Kurze Aufgabe: Finde in den Rohdaten jede Zeile, die das Wort "bark" enthält, und schreibe sie vollständig ab.

[Rohdaten]
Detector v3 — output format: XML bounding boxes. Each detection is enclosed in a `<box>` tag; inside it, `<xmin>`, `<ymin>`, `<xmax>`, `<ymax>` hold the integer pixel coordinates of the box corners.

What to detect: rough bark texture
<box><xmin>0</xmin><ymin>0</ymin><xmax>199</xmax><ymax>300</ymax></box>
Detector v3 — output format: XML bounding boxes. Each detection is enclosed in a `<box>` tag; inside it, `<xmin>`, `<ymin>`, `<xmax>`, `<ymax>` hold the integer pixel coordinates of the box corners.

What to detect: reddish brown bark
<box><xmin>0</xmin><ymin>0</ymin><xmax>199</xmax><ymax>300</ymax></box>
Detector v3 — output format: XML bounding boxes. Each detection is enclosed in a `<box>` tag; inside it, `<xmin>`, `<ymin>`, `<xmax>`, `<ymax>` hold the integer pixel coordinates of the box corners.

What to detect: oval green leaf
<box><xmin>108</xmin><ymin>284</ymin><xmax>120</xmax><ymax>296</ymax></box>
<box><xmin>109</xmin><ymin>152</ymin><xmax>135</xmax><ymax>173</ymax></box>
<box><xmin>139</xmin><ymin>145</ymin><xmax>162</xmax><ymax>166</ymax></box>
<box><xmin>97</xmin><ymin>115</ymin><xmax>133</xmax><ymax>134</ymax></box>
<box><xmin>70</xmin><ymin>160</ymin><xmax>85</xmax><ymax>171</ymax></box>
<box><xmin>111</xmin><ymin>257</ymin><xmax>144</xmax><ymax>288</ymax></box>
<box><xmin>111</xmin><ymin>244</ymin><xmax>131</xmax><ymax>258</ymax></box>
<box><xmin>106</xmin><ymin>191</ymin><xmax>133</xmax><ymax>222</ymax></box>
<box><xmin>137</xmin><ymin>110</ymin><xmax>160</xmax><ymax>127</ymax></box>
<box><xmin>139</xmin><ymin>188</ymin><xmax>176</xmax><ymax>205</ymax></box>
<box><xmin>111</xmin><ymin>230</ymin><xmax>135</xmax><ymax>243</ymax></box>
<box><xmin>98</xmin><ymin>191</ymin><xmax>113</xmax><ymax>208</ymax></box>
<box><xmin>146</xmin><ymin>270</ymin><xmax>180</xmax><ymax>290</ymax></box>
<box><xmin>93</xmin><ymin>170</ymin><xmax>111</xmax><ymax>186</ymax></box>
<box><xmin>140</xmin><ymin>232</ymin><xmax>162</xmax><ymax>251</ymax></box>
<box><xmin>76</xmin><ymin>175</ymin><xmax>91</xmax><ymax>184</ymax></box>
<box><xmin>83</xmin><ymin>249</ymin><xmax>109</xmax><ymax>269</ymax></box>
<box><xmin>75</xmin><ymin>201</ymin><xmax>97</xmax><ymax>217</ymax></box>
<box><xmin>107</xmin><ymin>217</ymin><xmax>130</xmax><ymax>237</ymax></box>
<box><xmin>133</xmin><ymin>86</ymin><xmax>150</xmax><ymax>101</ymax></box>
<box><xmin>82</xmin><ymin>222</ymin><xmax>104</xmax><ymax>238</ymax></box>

Lösung siehe unten:
What to detect: rough bark texture
What to detect: reddish brown bark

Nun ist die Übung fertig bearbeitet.